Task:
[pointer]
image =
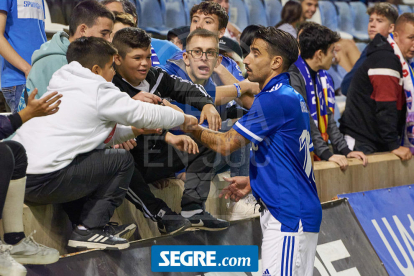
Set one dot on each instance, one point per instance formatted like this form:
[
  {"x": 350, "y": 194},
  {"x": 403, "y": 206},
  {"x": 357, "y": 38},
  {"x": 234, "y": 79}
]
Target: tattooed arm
[{"x": 221, "y": 142}]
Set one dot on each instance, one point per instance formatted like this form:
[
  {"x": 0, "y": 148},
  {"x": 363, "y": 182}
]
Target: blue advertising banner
[{"x": 386, "y": 215}]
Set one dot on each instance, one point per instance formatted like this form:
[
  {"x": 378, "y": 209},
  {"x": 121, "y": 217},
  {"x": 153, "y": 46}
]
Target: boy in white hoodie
[{"x": 64, "y": 163}]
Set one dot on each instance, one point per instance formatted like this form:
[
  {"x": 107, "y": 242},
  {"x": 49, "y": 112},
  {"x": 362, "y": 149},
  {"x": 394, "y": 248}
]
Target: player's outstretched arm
[{"x": 223, "y": 143}]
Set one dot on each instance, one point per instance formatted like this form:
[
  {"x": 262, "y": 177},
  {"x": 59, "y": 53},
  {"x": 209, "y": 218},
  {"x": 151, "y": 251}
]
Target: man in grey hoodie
[{"x": 89, "y": 18}]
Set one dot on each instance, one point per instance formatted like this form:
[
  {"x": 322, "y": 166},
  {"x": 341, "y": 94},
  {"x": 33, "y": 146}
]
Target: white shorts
[{"x": 286, "y": 253}]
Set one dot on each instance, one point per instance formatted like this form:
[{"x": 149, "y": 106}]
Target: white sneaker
[
  {"x": 245, "y": 208},
  {"x": 8, "y": 266},
  {"x": 28, "y": 251}
]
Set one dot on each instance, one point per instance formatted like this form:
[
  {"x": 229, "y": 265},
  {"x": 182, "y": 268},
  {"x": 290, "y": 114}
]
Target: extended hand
[
  {"x": 210, "y": 113},
  {"x": 239, "y": 187}
]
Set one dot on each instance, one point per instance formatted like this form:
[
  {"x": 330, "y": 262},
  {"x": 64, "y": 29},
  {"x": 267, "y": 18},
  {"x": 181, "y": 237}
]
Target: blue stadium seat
[
  {"x": 153, "y": 16},
  {"x": 273, "y": 11},
  {"x": 257, "y": 12},
  {"x": 345, "y": 23},
  {"x": 328, "y": 15},
  {"x": 239, "y": 14},
  {"x": 176, "y": 13},
  {"x": 361, "y": 19},
  {"x": 404, "y": 8}
]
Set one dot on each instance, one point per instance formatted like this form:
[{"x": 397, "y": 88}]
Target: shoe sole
[
  {"x": 127, "y": 232},
  {"x": 94, "y": 245},
  {"x": 36, "y": 260}
]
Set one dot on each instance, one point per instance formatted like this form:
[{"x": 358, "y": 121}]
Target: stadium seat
[
  {"x": 257, "y": 12},
  {"x": 329, "y": 15},
  {"x": 273, "y": 11},
  {"x": 176, "y": 13},
  {"x": 153, "y": 16},
  {"x": 360, "y": 19},
  {"x": 239, "y": 14},
  {"x": 404, "y": 8}
]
┄┄┄┄┄┄┄┄┄┄┄┄┄┄┄┄┄┄┄┄
◆ WRITTEN INSTRUCTION: Keep the pictures out of the copy and return the rest of the data above exactly.

◆ RESPONSE TO THE EXERCISE:
Task:
[pointer]
image =
Set one dot on each instance, one point per instance formatted like this form:
[
  {"x": 350, "y": 194},
  {"x": 403, "y": 206},
  {"x": 357, "y": 38},
  {"x": 234, "y": 79}
]
Target: tattooed arm
[{"x": 221, "y": 142}]
Set one dot on each instance, one point per instance formatted like this form:
[
  {"x": 0, "y": 148},
  {"x": 363, "y": 182}
]
Target: blue advertising banner
[{"x": 386, "y": 215}]
Set one dot on each instance, one point per instance formatted like this form:
[
  {"x": 378, "y": 209},
  {"x": 121, "y": 217},
  {"x": 153, "y": 46}
]
Target: boy in white hoodie
[{"x": 64, "y": 163}]
Set one dot on each instance, one point per instance formatted like this form:
[
  {"x": 107, "y": 242},
  {"x": 49, "y": 112},
  {"x": 362, "y": 149},
  {"x": 394, "y": 248}
]
Target: player's outstretched arm
[{"x": 223, "y": 143}]
Set one dot on each instance, one point per instance formatted like this form:
[
  {"x": 262, "y": 177},
  {"x": 59, "y": 53},
  {"x": 209, "y": 218},
  {"x": 151, "y": 251}
]
Target: man in grey hoodie
[{"x": 89, "y": 18}]
Set one dot on each instance, one point per instance formatted like this form:
[
  {"x": 322, "y": 166},
  {"x": 341, "y": 94},
  {"x": 33, "y": 146}
]
Target: white shorts
[{"x": 286, "y": 253}]
Set one dot on each instance, one point per instance formatted like this form:
[{"x": 149, "y": 106}]
Target: white sneaker
[
  {"x": 245, "y": 208},
  {"x": 8, "y": 266},
  {"x": 28, "y": 251}
]
Set one dot on each instance, one point per instance formatted like this form:
[
  {"x": 229, "y": 265},
  {"x": 182, "y": 268},
  {"x": 290, "y": 114}
]
Target: extended hand
[
  {"x": 210, "y": 113},
  {"x": 239, "y": 187}
]
Set one dot on each instance, one point per instance formatted like this form:
[
  {"x": 330, "y": 262},
  {"x": 64, "y": 29},
  {"x": 267, "y": 18},
  {"x": 181, "y": 237}
]
Target: blue stadium seat
[
  {"x": 153, "y": 16},
  {"x": 273, "y": 11},
  {"x": 257, "y": 12},
  {"x": 345, "y": 23},
  {"x": 328, "y": 15},
  {"x": 239, "y": 14},
  {"x": 176, "y": 13},
  {"x": 361, "y": 19},
  {"x": 404, "y": 8}
]
Set one dot on each instance, one point per instance formatted like this form:
[{"x": 397, "y": 88}]
Target: shoe sole
[
  {"x": 127, "y": 232},
  {"x": 94, "y": 245},
  {"x": 36, "y": 260}
]
Set one dot on each instance, one point per instance formatted like this form:
[{"x": 358, "y": 121}]
Target: stadium seat
[
  {"x": 257, "y": 12},
  {"x": 329, "y": 15},
  {"x": 273, "y": 11},
  {"x": 176, "y": 13},
  {"x": 153, "y": 16},
  {"x": 360, "y": 19},
  {"x": 239, "y": 14},
  {"x": 404, "y": 8}
]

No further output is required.